━━━━━ Document passage ━━━━━

It consists of a mining step, detection of candidate patterns, and two statistical test steps, evaluating significance of the patterns (see Quaglio et al. 2017).
The pattern here is defined as exact spike synchrony across neurons participating in an assembly, without any temporal delay or jitter.

### 3.3.1 Insertion of STPs into independent artificial data
Again we generate appropriate artificial data in order to understand the method through applications.
Here we generate the data by combining two different CPPs: the first modeling the neurons participating in an assembly, the second modeling independent data for the remaining neurons.


In [None]:
# Spike train parameters
num_units = 100      
rate = 2 * pq.Hz 
trial_duration = 10 * pq.s
# - parameters for the CPP model
assembly_size = 10
p_coinc = 0.05
jitter = 2 * pq.ms

# Analysis parameters
binsize_comp_dist = 1 * pq.ms

# Constduct the amplitude distribution for the CPP 
amp_dist_sip = np.zeros(assembly_size + 1) 
amp_dist_sip[1] = 1. - p_coinc
amp_dist_sip[assembly_size] = p_coinc

# Generate the CPP data
cpp_sp = stocmod.cpp(rate, amp_dist_sip, trial_duration, shift=jitter)

# Generate independent data and combine the two data sets
amp_dist_indep = [0, 1] + [0] * (num_units - assembly_size - 1)

━━━━━

— Exercise directions —
Rewrite the spike data passage from "# Analysis parameters" up to and including "amp_dist_sip, trial_duration, shift=jitter)", swapping "amp_dist_sip" for "amp_dist_sync".

━━━━━ Stored records ━━━━━

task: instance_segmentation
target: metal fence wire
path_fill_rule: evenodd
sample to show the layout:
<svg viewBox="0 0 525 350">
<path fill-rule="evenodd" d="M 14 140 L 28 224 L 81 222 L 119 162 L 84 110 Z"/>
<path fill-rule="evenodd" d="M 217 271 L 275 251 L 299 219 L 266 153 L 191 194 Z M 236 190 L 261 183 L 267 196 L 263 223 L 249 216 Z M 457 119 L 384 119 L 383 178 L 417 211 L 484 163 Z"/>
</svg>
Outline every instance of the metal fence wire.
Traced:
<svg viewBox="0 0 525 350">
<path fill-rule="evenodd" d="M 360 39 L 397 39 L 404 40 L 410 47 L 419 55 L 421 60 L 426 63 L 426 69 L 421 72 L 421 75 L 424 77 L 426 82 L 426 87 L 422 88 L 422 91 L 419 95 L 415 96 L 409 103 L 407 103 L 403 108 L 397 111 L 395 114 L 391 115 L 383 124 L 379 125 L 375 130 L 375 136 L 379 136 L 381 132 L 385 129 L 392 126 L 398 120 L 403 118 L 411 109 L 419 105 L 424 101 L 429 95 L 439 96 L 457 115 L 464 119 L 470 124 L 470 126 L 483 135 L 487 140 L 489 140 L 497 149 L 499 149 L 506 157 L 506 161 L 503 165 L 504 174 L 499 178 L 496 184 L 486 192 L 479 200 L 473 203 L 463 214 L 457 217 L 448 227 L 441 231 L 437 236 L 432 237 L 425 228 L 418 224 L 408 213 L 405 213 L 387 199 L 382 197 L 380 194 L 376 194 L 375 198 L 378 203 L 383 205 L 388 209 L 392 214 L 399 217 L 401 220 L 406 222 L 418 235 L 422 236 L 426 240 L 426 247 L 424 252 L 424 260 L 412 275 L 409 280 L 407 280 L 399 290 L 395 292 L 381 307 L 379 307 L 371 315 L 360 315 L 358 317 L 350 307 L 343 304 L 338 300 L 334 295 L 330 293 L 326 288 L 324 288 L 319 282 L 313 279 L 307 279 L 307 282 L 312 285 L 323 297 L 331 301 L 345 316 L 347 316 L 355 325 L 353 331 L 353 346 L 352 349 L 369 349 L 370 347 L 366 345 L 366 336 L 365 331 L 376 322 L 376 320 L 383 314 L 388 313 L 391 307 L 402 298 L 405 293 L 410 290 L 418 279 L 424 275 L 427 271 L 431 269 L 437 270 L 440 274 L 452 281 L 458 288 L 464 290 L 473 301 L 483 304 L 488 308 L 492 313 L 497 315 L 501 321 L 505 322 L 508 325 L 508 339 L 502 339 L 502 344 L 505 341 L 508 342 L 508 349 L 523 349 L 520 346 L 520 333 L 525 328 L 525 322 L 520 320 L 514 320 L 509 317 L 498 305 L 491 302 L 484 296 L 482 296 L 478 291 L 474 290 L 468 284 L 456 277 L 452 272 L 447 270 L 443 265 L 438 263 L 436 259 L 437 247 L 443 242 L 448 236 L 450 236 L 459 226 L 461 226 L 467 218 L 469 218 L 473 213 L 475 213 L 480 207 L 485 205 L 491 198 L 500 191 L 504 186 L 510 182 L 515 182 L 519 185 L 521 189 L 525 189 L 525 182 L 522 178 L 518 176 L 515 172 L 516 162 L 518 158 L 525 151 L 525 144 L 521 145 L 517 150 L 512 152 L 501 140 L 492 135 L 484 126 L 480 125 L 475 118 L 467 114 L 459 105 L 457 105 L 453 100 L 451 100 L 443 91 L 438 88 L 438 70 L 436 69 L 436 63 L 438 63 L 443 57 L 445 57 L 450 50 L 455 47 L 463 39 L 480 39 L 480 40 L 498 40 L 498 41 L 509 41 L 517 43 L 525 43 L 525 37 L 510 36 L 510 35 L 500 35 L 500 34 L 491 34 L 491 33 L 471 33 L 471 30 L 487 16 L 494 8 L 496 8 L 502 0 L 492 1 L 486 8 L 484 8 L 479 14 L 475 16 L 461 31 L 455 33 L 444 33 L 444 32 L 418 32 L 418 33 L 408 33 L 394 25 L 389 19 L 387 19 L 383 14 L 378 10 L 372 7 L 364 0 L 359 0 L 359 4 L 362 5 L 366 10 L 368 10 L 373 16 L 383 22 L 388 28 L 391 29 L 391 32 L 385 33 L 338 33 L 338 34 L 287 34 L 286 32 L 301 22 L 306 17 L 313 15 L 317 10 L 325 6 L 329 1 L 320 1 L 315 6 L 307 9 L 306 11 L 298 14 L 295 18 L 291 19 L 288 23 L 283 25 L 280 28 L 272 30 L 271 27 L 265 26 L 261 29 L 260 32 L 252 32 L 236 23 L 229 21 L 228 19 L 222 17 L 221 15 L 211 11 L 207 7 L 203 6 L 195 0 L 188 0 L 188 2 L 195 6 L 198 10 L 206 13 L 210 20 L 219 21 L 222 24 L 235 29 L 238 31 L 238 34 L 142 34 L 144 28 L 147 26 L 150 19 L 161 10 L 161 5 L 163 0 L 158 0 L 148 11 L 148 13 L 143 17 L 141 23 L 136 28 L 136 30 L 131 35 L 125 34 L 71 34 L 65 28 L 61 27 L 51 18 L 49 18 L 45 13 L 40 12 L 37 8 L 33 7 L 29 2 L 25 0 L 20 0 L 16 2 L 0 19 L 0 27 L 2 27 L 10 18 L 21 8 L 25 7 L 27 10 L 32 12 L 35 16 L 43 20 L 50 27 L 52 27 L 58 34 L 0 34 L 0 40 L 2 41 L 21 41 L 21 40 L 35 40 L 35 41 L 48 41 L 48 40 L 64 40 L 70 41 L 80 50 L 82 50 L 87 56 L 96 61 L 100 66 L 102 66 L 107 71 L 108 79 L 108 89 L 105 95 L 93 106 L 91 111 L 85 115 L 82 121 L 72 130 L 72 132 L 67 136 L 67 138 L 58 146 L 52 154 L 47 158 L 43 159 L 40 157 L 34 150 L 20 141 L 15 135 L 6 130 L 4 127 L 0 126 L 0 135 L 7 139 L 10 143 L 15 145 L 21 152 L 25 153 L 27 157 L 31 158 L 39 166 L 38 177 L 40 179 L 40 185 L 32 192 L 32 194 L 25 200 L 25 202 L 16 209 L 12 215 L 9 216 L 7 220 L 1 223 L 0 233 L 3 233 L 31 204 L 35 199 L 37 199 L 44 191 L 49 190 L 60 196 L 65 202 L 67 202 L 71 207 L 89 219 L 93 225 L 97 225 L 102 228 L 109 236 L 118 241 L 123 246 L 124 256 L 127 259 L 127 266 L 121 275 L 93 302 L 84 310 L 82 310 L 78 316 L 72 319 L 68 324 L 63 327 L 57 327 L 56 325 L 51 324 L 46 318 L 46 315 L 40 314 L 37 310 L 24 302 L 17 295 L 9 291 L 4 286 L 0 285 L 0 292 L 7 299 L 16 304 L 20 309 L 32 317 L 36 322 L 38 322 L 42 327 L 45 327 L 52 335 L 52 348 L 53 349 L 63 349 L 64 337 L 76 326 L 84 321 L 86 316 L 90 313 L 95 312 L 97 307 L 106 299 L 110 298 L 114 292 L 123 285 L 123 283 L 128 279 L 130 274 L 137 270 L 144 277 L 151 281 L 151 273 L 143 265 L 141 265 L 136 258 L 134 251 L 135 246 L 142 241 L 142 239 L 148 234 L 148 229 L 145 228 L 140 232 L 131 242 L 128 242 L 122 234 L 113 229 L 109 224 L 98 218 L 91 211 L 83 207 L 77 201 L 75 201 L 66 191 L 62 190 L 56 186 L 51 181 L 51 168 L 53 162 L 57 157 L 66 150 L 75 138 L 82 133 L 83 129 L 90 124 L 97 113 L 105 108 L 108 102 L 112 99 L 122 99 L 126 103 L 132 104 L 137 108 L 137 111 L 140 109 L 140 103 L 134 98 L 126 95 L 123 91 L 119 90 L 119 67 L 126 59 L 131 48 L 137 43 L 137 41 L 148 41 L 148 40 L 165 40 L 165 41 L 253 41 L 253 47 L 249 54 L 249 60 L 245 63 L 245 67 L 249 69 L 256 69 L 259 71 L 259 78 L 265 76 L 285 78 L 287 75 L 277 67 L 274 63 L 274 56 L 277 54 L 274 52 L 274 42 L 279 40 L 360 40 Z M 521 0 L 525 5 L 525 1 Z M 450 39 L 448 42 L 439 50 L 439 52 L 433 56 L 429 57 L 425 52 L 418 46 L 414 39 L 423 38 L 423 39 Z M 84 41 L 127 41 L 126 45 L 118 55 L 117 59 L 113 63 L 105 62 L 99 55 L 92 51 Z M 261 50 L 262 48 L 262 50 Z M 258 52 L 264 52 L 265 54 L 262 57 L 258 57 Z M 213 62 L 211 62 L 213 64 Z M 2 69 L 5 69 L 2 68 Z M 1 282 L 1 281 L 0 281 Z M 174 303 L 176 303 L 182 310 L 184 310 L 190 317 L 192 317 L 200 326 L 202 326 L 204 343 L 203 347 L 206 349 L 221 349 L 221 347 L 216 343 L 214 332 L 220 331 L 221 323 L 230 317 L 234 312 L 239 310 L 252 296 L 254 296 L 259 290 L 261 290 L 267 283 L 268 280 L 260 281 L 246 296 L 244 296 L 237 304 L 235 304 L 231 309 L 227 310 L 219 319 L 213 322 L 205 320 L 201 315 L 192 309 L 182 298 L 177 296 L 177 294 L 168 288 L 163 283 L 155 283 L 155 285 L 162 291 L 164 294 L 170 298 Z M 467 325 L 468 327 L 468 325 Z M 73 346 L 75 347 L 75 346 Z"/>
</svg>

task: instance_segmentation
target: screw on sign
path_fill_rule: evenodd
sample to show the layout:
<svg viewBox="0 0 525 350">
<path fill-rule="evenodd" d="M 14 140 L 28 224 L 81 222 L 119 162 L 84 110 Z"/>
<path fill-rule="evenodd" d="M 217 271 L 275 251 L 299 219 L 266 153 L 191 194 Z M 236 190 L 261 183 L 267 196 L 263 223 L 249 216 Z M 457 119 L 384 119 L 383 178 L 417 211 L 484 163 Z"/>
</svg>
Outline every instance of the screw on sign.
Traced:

━━━━━

— Answer in full —
# Analysis parameters
binsize_comp_dist = 1 * pq.ms

# Constduct the amplitude distribution for the CPP 
amp_dist_sync = np.zeros(assembly_size + 1) 
amp_dist_sync[1] = 1. - p_coinc
amp_dist_sync[assembly_size] = p_coinc

# Generate the CPP data
cpp_sp = stocmod.cpp(rate, amp_dist_sync, trial_duration, shift=jitter)